- Given request: Set down the line that contains "of the flower" and every line after it to the end of the entries, exactly as they stand and nothing more.

Raw records
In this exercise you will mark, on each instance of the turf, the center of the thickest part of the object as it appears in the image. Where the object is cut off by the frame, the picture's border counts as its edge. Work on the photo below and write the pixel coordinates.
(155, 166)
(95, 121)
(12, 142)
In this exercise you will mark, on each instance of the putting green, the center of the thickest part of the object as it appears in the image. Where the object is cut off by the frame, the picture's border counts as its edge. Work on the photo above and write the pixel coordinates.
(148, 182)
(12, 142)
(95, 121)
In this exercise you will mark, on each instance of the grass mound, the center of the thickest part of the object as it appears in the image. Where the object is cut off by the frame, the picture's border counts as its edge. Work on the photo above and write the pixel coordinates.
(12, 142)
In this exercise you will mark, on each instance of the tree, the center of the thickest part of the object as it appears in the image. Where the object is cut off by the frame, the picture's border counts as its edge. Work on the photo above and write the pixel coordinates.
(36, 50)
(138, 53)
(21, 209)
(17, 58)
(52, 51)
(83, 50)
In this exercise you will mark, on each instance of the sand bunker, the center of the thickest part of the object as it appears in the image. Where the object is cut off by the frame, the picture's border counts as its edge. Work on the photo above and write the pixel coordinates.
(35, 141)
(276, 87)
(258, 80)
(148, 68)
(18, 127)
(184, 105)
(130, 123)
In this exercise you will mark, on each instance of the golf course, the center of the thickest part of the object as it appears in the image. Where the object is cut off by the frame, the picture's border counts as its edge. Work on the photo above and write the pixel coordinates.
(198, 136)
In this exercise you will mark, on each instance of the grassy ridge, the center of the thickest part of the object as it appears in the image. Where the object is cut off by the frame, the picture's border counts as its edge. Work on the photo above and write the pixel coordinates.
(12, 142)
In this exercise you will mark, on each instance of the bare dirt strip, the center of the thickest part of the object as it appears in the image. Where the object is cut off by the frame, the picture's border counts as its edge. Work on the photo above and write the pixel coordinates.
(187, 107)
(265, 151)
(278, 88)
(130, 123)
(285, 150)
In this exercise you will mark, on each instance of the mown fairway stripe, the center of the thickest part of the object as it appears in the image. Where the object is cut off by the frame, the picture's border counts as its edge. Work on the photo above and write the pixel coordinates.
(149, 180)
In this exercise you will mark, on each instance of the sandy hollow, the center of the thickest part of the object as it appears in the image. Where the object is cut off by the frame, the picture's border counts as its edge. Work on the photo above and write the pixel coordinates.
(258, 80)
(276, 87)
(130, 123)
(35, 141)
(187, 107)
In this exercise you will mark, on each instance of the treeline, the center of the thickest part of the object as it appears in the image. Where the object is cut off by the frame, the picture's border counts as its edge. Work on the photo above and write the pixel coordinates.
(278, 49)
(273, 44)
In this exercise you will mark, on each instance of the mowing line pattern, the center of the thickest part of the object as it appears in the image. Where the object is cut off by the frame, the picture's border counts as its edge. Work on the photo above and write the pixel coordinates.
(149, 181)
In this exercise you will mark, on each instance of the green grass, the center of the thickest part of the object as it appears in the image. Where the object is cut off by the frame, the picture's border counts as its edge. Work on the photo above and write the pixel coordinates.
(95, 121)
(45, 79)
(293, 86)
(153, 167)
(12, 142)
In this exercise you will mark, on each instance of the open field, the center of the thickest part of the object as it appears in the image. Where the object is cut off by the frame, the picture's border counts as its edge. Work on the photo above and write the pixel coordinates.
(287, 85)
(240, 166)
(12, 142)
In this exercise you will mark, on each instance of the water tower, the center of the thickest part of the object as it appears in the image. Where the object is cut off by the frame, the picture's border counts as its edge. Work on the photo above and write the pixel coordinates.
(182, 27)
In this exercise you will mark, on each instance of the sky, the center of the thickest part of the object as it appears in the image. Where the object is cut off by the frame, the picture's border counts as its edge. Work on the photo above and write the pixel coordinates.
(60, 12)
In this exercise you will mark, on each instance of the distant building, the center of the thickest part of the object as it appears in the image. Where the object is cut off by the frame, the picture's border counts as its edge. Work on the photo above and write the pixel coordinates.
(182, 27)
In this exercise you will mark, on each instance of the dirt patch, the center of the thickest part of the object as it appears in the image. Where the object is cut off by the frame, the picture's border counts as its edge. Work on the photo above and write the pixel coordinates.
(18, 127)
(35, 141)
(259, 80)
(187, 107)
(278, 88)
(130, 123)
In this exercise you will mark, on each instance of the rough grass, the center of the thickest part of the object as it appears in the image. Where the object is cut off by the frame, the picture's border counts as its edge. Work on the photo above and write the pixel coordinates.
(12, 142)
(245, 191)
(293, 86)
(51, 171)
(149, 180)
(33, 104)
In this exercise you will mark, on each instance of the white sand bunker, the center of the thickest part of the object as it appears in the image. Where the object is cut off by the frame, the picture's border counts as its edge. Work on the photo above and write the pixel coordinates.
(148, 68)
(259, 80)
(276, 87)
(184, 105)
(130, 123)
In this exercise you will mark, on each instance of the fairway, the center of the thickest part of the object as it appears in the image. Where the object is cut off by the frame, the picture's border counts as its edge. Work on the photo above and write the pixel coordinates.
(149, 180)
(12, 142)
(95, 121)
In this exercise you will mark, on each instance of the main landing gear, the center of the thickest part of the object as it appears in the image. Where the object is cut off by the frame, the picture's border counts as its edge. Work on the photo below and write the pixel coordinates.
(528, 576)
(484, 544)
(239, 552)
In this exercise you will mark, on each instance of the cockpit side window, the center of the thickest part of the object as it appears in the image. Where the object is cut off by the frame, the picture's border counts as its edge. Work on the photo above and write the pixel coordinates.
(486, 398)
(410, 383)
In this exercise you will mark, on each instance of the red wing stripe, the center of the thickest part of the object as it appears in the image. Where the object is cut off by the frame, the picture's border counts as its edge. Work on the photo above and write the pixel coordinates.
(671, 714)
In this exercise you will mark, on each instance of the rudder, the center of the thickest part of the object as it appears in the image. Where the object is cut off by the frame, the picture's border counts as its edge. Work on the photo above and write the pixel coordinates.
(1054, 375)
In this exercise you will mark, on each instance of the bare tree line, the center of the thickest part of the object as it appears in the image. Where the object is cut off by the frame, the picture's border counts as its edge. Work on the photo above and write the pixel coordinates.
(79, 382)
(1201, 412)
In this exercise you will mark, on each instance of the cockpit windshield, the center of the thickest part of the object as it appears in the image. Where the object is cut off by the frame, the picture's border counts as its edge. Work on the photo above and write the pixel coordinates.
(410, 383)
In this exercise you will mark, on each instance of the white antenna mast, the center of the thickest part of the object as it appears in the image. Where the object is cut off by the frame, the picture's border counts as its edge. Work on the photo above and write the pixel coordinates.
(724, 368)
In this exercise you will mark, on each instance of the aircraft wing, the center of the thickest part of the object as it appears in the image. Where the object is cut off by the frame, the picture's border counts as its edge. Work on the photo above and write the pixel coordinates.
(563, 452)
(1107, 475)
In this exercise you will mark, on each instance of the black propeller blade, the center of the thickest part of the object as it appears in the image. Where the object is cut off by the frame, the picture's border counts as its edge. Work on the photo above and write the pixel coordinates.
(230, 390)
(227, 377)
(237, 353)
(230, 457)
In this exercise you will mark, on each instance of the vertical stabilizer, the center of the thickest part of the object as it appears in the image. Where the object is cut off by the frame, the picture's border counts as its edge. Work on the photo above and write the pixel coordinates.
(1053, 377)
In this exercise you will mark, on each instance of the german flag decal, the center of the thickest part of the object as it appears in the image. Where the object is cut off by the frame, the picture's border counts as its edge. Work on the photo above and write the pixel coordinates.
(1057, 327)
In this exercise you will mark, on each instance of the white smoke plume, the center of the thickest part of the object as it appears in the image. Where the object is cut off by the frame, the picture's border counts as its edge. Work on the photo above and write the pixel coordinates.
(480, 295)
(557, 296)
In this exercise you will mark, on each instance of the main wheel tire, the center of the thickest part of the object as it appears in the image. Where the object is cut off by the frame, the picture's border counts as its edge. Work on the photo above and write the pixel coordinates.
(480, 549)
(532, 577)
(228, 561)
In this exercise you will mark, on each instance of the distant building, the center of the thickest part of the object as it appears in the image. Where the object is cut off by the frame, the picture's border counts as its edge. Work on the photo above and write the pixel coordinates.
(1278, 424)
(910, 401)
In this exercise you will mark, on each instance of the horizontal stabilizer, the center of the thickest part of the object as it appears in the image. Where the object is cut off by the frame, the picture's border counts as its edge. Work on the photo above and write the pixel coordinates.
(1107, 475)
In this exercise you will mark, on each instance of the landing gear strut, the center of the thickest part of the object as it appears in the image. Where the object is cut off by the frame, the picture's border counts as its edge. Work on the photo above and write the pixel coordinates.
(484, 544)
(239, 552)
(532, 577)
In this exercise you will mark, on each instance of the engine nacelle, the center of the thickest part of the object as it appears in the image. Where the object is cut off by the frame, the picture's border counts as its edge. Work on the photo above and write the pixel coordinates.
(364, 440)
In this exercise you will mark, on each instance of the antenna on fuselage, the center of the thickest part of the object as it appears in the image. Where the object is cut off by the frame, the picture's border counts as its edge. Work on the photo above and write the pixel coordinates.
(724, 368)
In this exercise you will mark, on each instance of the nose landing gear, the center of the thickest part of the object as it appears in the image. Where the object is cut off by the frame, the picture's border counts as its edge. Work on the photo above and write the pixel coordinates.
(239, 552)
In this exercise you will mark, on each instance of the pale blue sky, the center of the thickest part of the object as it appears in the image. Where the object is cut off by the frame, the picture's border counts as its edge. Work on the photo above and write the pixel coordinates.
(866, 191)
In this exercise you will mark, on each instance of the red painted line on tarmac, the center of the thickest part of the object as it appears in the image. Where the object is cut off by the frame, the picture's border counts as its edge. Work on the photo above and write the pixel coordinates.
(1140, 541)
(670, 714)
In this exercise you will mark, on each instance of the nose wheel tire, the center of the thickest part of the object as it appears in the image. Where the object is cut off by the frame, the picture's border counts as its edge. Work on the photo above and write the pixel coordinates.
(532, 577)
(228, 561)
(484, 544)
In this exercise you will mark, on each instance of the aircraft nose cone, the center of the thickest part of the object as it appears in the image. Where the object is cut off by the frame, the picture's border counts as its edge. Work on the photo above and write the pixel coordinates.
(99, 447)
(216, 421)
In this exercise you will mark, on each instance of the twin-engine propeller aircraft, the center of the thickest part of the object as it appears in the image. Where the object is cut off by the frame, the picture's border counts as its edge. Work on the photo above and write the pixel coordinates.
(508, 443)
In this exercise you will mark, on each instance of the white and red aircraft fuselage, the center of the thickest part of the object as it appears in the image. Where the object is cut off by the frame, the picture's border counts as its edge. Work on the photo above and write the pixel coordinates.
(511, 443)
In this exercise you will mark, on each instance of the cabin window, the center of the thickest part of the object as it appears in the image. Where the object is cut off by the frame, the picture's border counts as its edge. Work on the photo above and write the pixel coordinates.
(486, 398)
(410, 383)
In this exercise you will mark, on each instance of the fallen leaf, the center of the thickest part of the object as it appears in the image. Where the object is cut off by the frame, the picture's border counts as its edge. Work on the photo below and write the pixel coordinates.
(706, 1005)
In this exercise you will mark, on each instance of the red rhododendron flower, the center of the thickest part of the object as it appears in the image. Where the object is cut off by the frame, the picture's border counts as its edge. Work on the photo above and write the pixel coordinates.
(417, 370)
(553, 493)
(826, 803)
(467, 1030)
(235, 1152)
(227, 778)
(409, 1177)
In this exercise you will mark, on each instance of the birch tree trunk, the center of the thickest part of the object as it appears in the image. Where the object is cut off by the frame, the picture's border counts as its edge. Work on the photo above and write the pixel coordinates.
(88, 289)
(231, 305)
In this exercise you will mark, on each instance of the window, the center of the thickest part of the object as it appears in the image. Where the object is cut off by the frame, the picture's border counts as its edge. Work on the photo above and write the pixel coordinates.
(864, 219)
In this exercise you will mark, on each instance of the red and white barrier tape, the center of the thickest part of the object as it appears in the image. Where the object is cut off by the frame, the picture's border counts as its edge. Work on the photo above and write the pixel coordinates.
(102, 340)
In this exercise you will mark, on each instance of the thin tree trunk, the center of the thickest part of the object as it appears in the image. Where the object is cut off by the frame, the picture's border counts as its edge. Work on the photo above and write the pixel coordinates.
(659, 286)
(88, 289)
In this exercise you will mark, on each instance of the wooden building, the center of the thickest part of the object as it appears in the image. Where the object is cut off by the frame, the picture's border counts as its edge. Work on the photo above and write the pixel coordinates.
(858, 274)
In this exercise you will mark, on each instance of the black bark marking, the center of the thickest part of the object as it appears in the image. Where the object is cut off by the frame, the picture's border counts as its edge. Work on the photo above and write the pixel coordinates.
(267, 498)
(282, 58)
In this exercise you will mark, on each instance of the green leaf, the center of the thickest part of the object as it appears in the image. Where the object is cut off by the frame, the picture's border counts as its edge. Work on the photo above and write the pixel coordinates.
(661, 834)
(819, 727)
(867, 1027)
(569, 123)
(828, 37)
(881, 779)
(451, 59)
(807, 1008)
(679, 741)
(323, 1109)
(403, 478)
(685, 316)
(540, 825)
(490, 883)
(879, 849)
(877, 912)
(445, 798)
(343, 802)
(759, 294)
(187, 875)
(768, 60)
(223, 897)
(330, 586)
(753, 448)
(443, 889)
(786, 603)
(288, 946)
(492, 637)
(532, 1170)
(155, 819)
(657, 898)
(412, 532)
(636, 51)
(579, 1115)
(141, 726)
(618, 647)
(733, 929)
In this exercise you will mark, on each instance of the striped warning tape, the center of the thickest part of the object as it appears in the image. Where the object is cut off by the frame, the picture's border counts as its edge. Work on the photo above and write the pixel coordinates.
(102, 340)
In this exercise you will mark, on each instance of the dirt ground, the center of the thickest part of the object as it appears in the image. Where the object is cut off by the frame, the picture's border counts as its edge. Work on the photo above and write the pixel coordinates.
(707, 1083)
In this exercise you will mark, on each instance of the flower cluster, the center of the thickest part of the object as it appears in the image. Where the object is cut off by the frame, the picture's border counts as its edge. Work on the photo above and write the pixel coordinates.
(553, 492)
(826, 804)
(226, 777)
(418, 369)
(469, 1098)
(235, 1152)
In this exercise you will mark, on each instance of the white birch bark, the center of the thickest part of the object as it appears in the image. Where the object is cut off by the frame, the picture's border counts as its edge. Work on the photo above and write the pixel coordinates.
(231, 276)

- Finished answer:
In this exercise you will mark, on each instance of the flower cluster, the center of the thickest part of the object as it appears in the image. Where the object is cut off by the frame, the picture's border counts as its edge. Work on the photo above and write the pixel coordinates.
(553, 492)
(826, 804)
(226, 777)
(418, 369)
(469, 1098)
(235, 1152)
In this exercise you will mark, on each instance of the white birch bark, the center of the thickest part of the object as it appears in the image. Where the object is cut off by the frame, the picture's border counts as its edge. Work on the photo above and write the pixel coordinates.
(231, 276)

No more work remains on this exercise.